┌─ Listed entries
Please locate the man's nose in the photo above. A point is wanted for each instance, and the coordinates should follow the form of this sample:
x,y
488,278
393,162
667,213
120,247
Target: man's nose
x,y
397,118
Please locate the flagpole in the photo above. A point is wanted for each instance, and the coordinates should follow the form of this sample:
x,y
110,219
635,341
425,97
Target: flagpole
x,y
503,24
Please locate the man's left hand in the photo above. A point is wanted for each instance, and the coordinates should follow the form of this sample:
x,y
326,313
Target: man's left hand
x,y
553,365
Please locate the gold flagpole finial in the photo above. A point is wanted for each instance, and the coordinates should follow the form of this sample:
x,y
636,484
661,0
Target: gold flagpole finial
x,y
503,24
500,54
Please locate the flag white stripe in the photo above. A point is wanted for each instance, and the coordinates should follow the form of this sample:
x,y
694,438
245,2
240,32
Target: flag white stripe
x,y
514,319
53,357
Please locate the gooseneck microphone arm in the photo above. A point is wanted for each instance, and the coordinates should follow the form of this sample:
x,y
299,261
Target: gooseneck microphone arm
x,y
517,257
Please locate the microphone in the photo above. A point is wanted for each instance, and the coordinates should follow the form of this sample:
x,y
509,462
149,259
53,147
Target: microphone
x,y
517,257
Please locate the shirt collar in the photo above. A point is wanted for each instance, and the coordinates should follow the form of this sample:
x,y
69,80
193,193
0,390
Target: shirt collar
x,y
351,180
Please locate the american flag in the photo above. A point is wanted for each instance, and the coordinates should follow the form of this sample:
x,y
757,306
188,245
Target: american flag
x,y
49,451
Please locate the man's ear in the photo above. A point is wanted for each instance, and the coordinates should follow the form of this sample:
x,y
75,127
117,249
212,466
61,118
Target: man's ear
└─
• _Task goal_: Set down every one of the lines above again, word for word and in the same order, without changing anything.

• _Result of this task_:
Please locate the man's nose in the photo above. A point is wanted for each instance, and the coordinates should follow the form of this sample:
x,y
488,278
393,162
667,213
120,247
Target: man's nose
x,y
397,118
Please locate the flagpole in the photo above. A point is wanted for each instance, and the coordinates should follow the form of this sample:
x,y
110,219
635,341
425,97
Target: flagpole
x,y
503,24
Please locate the man's left hand in the photo above. A point is wanted for each instance, and the coordinates should follow the form of this sample:
x,y
326,313
Target: man's left hand
x,y
553,365
Please locate the gold flagpole finial in the photo above. A point is wanted for each instance, and the coordinates should follow the form of this sample:
x,y
636,484
661,0
Target: gold flagpole finial
x,y
503,24
500,54
Please locate the flag white stripe in the photo above. A point is wanted for each instance, and the coordinates should follow the form of this sample:
x,y
694,438
245,2
240,32
Target: flag white stripe
x,y
514,319
53,357
Please locate the gooseneck microphone arm in the photo above. A point is wanted for each instance, and the coordinates should follow the form of this sample:
x,y
299,261
Target: gooseneck microphone arm
x,y
517,257
Please locate the microphone in the photo above. A point is wanted for each instance, and the coordinates should follow the form of this sample:
x,y
509,462
149,259
53,147
Target: microphone
x,y
517,257
Please locate the shirt collar in the photo above. A point is wanted for each instance, and the coordinates should follow the form of this sample:
x,y
69,80
193,193
0,390
Target: shirt collar
x,y
351,180
Please locate the american flag in the photo above. A point is wanted for each instance, and the coordinates should follow the form of this sample:
x,y
757,306
188,245
Target: american flag
x,y
49,451
Please locate the man's ear in the photo above. A point is wanted for each instance, and the coordinates should follow the form of this sample:
x,y
75,127
117,249
212,466
61,118
Target: man's ear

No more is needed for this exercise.